┌─ EXTRACTED INFORMATION
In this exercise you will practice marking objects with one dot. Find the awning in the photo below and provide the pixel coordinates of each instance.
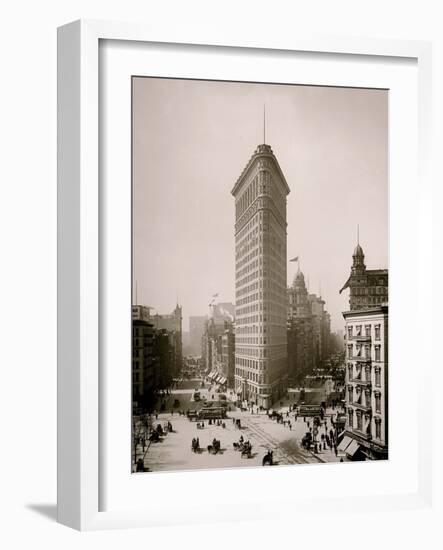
(352, 448)
(344, 444)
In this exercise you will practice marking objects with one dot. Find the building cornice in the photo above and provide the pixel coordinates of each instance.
(263, 151)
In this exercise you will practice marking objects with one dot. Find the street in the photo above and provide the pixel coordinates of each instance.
(173, 451)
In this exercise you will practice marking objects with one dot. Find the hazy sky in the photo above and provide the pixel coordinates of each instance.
(192, 140)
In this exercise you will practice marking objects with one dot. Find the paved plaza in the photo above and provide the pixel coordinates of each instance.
(174, 452)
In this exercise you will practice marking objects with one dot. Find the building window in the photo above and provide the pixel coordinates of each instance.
(378, 428)
(377, 353)
(377, 332)
(359, 421)
(368, 373)
(378, 402)
(351, 418)
(377, 376)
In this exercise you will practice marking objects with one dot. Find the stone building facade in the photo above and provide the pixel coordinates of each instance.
(260, 279)
(366, 379)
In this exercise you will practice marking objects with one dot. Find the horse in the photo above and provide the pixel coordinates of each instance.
(267, 460)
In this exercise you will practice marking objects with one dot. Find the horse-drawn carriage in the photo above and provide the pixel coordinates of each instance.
(195, 445)
(215, 447)
(244, 447)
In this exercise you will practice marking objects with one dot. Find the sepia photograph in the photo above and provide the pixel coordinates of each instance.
(260, 255)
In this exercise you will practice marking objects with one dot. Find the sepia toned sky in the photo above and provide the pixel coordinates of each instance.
(191, 141)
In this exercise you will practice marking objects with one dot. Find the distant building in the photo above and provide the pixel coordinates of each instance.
(156, 353)
(196, 330)
(309, 331)
(218, 335)
(260, 279)
(301, 340)
(368, 287)
(143, 363)
(172, 323)
(366, 379)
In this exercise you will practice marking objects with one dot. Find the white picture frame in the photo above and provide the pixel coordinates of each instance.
(80, 265)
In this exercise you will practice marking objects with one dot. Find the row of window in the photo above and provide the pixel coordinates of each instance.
(357, 374)
(359, 397)
(358, 423)
(357, 330)
(358, 352)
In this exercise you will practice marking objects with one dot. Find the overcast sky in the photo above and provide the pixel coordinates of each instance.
(192, 140)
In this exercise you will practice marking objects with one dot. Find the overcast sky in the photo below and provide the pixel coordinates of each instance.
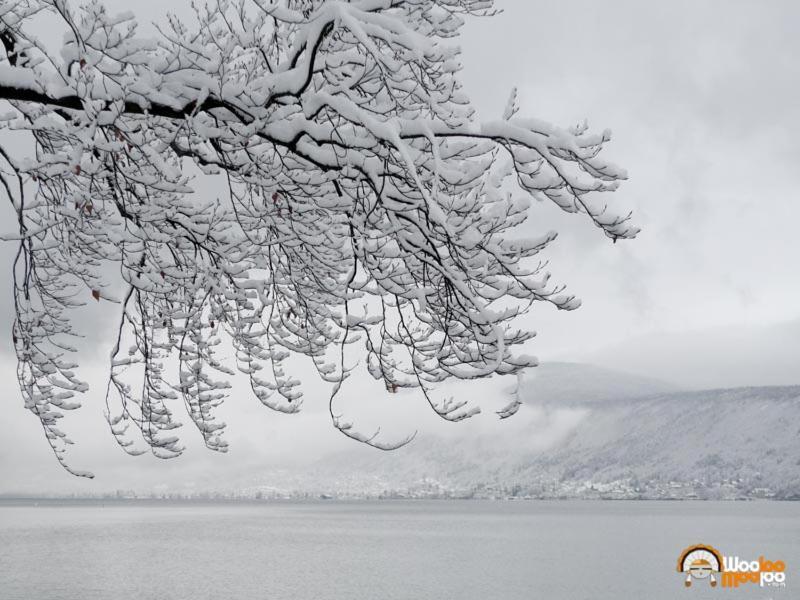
(702, 98)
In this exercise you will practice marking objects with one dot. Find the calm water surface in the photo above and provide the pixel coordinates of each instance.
(462, 550)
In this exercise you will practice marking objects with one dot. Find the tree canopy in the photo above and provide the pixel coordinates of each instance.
(365, 204)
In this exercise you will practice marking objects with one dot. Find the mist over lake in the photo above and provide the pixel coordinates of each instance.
(466, 550)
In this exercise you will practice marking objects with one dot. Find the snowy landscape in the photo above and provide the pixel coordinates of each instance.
(357, 299)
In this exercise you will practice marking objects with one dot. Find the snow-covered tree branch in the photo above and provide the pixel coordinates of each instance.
(366, 205)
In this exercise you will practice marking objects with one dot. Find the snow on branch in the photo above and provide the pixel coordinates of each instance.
(365, 205)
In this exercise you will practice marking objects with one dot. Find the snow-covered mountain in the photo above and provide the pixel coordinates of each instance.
(588, 432)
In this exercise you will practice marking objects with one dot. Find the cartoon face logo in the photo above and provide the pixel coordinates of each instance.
(700, 562)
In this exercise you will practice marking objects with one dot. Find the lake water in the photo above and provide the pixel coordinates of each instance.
(385, 549)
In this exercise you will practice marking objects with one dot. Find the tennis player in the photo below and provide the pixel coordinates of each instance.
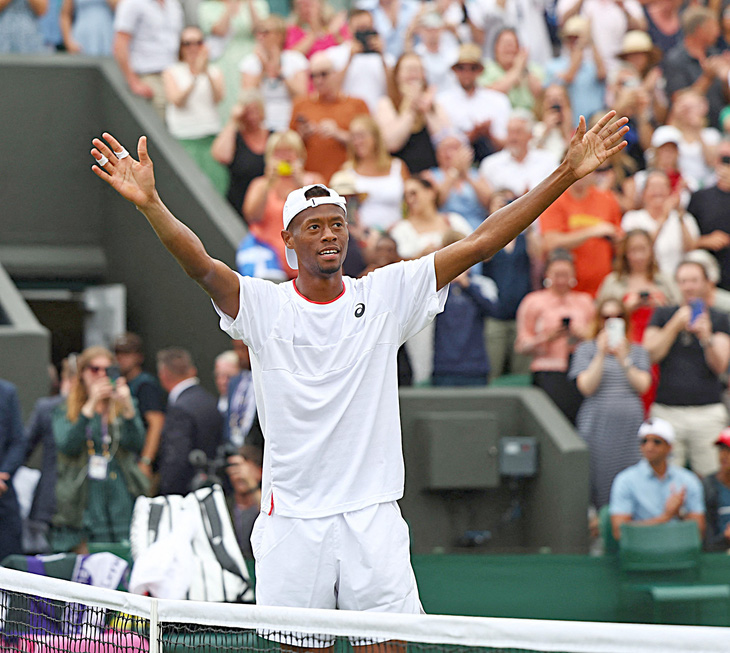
(323, 356)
└─
__THE PROBLEM__: Take the line containing "sky in the photo below" as the first line and the last line of the data above as the final one, and output exactly the lines between them, inclusive, with no pictures.

__FINAL ANSWER__:
In this exercise you will practice marking objects with one dot. Find the overcast sky in the photo below and provide the pixel coordinates of each instance.
(702, 98)
In this exercise you will practice marking objects with one dot. Find the calm water surface in the photo above and provide the pixel coordinates of each instance.
(462, 550)
In this exercise you will practice marking objects with one dot. Find the tree canopy in the photo above and provide the pixel coordinates of each instance.
(365, 204)
In this exercise you will practice marking objects with one dot. Find the mist over lake in the photo above and provide the pixel coordinates of each instance.
(466, 550)
In this exercise you will practice marking objects with one dot. Find the snowy landscape in the photo above and provide the pixel coordinates of each instance.
(357, 299)
In this exercise you will practice marking objects with one dot. Find the snow-covered tree branch in the photo above and provide the pixel coordinates of each instance.
(366, 205)
In this exercise you will practice marking objects with one dot. Find the snow on branch in the photo above and provide the pixel coordinates of each instance.
(365, 205)
In this exercise you will practice marking objects with one dot. Find the snow-covered mountain in the photo above and provide the pixel coordinates of each instance.
(588, 432)
In this exercise you will practice marking objects with one dot. Find the cartoon face logo in the photo above and provide the pixel coordinates of each instance.
(700, 562)
In this exercise you will practice marking objects with one dot. Find the lake water in the photo above and provide the pixel coordinates of each instance.
(385, 549)
In this exercise you will practice marking objects with one dot. Find the tennis player in the photo below and provide the pixel coordinates of each instance.
(323, 356)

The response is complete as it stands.